• _THE EXERCISE_: Copy out the data below verbatim.

• _PROVIDED INFORMATION_:
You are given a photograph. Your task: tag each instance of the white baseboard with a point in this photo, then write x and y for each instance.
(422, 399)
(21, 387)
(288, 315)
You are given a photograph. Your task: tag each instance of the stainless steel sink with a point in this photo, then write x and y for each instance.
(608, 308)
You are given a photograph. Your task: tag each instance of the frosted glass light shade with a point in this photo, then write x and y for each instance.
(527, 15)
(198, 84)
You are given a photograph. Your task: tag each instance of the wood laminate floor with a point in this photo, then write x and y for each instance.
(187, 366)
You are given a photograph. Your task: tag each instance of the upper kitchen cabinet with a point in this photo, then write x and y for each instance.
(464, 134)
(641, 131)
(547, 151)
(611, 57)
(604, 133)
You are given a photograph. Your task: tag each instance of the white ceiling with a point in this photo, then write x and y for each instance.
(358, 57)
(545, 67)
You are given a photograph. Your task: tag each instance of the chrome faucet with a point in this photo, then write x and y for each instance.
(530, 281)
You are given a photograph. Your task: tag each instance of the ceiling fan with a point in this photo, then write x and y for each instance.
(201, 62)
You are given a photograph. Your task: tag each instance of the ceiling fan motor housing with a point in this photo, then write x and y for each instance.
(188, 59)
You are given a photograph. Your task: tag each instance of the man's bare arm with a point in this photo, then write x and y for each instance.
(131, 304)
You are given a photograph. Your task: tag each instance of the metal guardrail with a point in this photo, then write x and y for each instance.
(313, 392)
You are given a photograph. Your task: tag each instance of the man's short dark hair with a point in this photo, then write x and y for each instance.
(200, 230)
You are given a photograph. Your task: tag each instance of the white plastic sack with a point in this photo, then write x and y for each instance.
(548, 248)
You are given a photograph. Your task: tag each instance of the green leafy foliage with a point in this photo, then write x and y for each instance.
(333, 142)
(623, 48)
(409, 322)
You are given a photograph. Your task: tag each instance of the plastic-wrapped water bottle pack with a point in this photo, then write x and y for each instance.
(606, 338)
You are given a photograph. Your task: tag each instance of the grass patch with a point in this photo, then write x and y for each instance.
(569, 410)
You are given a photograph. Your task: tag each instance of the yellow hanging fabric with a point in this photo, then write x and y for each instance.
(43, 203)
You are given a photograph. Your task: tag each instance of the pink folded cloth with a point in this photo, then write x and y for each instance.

• _FINISHED EXERCISE_:
You are given a photograph. Your task: tag each instance of the white baseboard with a point in this photo, then write x and y for each instance.
(422, 399)
(21, 387)
(288, 315)
You are given a photograph. Your task: tag each instance of the stainless steel sink with a point in this photo, then write x and y for each instance.
(608, 308)
You are given a photograph. Your task: tag each instance of the frosted glass light shade with a point in this photo, then write x and y for each instance.
(527, 15)
(198, 84)
You are given a photograph. Your task: tag each instance of the wood laminate floor with a point in this photo, then write x and y for each instance.
(187, 366)
You are given a photograph. Your task: tag each instance of the upper kitchen cabinet with a point in this photo, then write x and y for each instance.
(464, 134)
(641, 131)
(547, 151)
(611, 57)
(604, 133)
You are given a photograph. Your task: tag each instance of the white ceiling with a point in this photo, then write x and y for each instance.
(358, 57)
(545, 67)
You are given a photograph. Your task: tag each instance of the chrome faucet with a point in this photo, then write x and y for each instance.
(530, 281)
You are given a photograph. Your task: tag each instance of the ceiling fan with a point in this photo, then write x and y for each instance.
(201, 62)
You are given a photograph. Your task: tag each instance of the ceiling fan motor housing with a point in this photo, then write x and y for each instance.
(188, 59)
You are given a photograph. Your task: tag each instance of the man's bare arm with a point in this photo, then write x and y for each instance.
(131, 304)
You are given a photograph. Your task: tag each instance of the metal guardrail with a point in this photo, then write x and y for each instance.
(313, 392)
You are given a photograph. Your task: tag each instance of the man's short dark hair with a point in this photo, then write x and y for each instance.
(200, 230)
You are given a photograph. Your task: tag each instance of the white plastic sack with a point in this photo, then write x and y for each instance.
(548, 248)
You are given a photograph. Your task: tag each instance of the green leafy foliage with a point in this photo, then write x and y for each instance.
(333, 142)
(623, 48)
(409, 322)
You are given a photograph. Your task: tag each instance of the plastic-wrapped water bottle pack with a point in this photo, then write x and y for each instance.
(606, 338)
You are given a photograph. Your task: tag each instance of the grass patch with a point in this photo, then write x and y for each instance.
(569, 410)
You are given a photograph. Your task: tag each instance of the yellow hanging fabric with a point in this photo, then write x and y for each instance.
(43, 203)
You are given a photograph. Your task: tag each instance of the pink folded cloth with a point in this photo, then write x and y for each instance.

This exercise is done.